TEXTE PROPOSÉ =
· · · ·
Il vous a déjà dit qu’il voulait jouer pour l’Algérie ?
Bien sûr ! Micka n’est pas un opportuniste. Il a toujours rêvé de jouer pour l’Algérie et il l’a dit bien avant la qualification pour le Mondial. C’est quelqu’un sur qui on peut compter. Maintenant, il n’y a qu’un seul décideur et c’est le coach. Va-t-il le prendre ou pas, c’est à lui de voir. Le problème, c’est qu’il ne reste pas beaucoup de temps avant la Coupe du Monde. Il faut voir ce que va penser la coach.
Mais tout le monde a vu qu’on avait besoin d’autres gardiens remplaçants. Gaouaoui s’est fait opérer et Chaouchi était incertain.
Le même scénario pourrait se reproduire avant la Coupe du Monde, non ?
C’est sûr que personne n’est à l’abri d’une blessure. On l’a bien vu en Angola. C’est pour cela qu’on aura besoin de tous les bons joueurs.
Il s’agit de représenter les couleurs de tout un pays, non pas sa petite personne. Il faut que le sélectionneur puisse disposer de plusieurs solutions de rechange de qualité quasiment identiques pour arriver avec un effectif digne du football algérien. On doit mettre tous les atouts de notre côté. Si le coach appelle Fabre, il lui appartiendra de faire ses preuves rapidement.
Le banc des remplaçants s’était vidé pendant la CAN à cause des joueurs qu’on avait pris, alors qu’ils étaient blessés.
Cela ne doit pas se répéter en Coupe du monde…
C’est vrai que vers la fin, on s’était retrouvés à 18. Il n’y avait pas de dix-neuvième joueur. C’est vrai qu’on doit penser à ces choses-là. On n’avait pas assez de remplaçants. Il nous faudra donc des remplaçants, même pour remplacer les remplaçants en cas de blessures. On a besoin de tout le monde et à tout moment.
Et Feghouli, vous en pensez quoi ?
Sincèrement, je ne l’ai pas vu jouer. Je ne peux pas porter de jugement sur lui. On dit beaucoup de bien de lui, mais il faut le voir jouer encore avant de se prononcer. Il y a aussi Boudebbouz que j’ai vu un peu, mais pas beaucoup. J’ai vu qu’il y avait du génie dans ce qu’il fait, mais je ne l’ai pas assez vu jouer pour dire précisément ce qu’il vaut. Mais les quelques fois où je l’ai vu, il m’a laissé une bonne impression.
· · · ·
TÂCHES À FAIRE =
1 - Résumez le texte ci-dessus en deux phrases.
2 - D'après le texte ci-dessus, répondez à ces questions :
(a) Quel gardien s'est fait opérer ?
(b) À combien de joueurs l'équipe s'était-elle retrouvée vers la fin de la CAN ?
(c) Dans quel pays a-t-on bien vu que personne n'est à l'abri d'une blessure ?
· · · ·
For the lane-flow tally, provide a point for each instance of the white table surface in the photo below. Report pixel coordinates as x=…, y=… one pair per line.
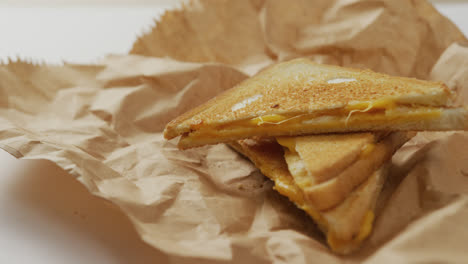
x=46, y=216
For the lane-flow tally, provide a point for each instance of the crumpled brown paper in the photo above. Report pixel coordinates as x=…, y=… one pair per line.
x=102, y=124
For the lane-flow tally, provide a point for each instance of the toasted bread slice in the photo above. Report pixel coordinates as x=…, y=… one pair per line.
x=327, y=180
x=346, y=225
x=300, y=97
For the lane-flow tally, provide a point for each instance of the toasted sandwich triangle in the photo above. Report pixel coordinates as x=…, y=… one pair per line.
x=300, y=97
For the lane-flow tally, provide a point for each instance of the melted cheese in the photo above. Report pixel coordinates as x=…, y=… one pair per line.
x=289, y=142
x=312, y=120
x=267, y=119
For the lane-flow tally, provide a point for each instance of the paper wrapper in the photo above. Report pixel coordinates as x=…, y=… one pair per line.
x=102, y=124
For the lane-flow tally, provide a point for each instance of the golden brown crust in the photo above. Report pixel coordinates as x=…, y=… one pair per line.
x=344, y=222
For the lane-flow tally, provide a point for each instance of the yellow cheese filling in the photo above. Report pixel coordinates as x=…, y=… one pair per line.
x=319, y=121
x=286, y=187
x=366, y=228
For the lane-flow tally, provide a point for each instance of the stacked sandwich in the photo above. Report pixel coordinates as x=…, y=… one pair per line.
x=323, y=134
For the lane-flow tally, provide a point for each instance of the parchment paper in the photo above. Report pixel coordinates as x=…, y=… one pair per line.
x=102, y=124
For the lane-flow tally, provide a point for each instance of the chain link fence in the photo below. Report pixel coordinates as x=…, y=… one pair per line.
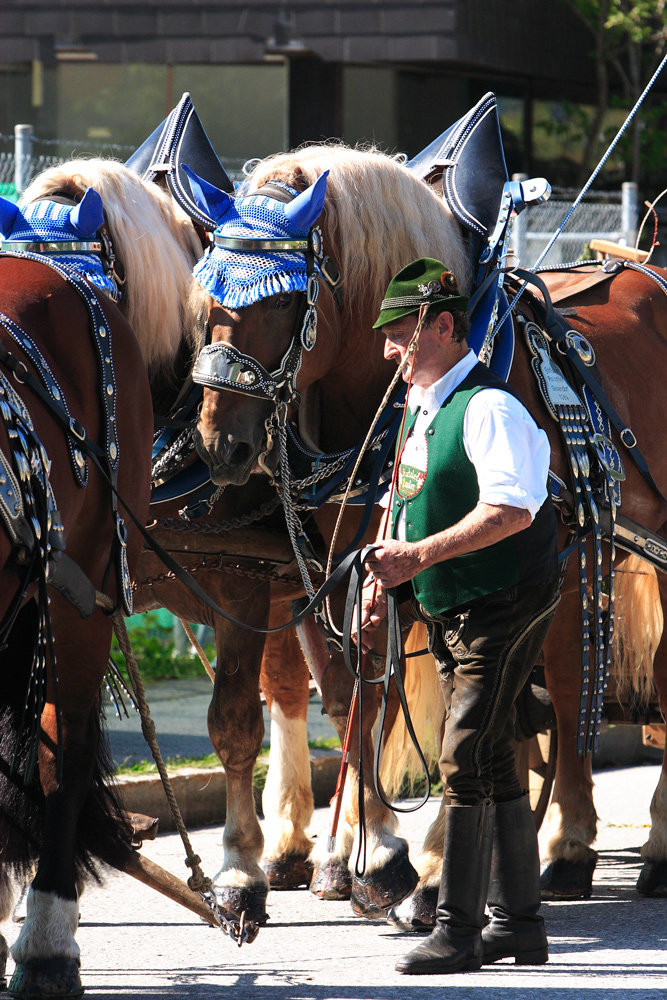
x=609, y=215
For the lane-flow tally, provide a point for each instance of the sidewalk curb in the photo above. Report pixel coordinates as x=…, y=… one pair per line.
x=201, y=793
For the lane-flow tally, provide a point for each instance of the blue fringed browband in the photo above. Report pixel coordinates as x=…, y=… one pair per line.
x=45, y=227
x=238, y=277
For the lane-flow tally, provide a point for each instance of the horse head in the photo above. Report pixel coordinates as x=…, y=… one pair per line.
x=154, y=243
x=261, y=278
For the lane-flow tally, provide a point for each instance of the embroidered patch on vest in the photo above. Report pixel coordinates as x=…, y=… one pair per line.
x=412, y=474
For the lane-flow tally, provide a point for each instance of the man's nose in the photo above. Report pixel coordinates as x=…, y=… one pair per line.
x=390, y=350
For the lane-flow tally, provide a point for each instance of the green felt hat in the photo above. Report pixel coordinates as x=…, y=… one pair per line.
x=425, y=280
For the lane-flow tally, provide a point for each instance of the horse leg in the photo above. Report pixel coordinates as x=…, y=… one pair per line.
x=236, y=729
x=45, y=952
x=571, y=827
x=287, y=800
x=652, y=879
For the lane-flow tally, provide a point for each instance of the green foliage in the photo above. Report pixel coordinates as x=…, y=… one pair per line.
x=155, y=651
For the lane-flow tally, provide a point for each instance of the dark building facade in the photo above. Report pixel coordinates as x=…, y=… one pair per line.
x=266, y=76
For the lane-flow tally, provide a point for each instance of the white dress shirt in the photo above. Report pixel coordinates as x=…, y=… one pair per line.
x=509, y=451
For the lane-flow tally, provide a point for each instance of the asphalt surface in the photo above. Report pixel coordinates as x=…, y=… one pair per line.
x=137, y=944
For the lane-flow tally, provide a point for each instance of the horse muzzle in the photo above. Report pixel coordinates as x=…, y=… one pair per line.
x=230, y=461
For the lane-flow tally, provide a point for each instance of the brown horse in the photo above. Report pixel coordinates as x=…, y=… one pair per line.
x=624, y=320
x=242, y=557
x=55, y=805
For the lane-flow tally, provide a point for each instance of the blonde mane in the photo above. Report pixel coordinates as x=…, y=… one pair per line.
x=377, y=217
x=155, y=242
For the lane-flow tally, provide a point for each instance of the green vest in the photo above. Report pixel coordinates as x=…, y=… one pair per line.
x=449, y=492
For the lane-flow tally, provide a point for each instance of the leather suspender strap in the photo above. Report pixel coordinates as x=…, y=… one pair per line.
x=557, y=330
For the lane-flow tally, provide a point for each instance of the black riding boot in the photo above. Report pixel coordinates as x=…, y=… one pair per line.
x=455, y=945
x=516, y=929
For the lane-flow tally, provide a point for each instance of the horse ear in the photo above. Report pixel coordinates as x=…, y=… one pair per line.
x=307, y=207
x=88, y=215
x=211, y=200
x=8, y=213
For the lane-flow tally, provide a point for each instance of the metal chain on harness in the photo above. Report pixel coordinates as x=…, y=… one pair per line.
x=580, y=444
x=240, y=931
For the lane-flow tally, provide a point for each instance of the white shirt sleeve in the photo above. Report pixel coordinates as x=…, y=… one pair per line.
x=509, y=451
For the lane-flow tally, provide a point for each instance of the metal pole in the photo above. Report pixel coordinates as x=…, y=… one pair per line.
x=629, y=213
x=22, y=156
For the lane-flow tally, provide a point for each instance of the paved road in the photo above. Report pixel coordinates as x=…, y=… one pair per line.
x=137, y=944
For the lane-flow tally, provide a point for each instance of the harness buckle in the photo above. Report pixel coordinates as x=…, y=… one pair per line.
x=628, y=438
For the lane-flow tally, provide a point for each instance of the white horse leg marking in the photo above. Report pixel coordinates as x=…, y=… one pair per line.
x=655, y=848
x=287, y=799
x=49, y=928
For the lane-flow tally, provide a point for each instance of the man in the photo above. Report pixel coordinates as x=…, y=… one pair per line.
x=473, y=530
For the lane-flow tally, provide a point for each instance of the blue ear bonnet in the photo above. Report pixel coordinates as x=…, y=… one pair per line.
x=49, y=221
x=238, y=278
· · · ·
RÉPONSES PAR TÂCHE =
1 - La personne interrogée assure que Micka a toujours rêvé de jouer pour l'Algérie, mais que seul le coach décidera de le prendre, alors qu'il reste peu de temps avant la Coupe du monde. Elle estime qu'il faudra plusieurs bons remplaçants, car l'équipe s'était retrouvée à 18 à la fin de la CAN, et dit ne pas avoir assez vu jouer Feghouli et Boudebbouz pour les juger.

2 -
(a) Gaouaoui.
(b) À 18 joueurs.
(c) En Angola.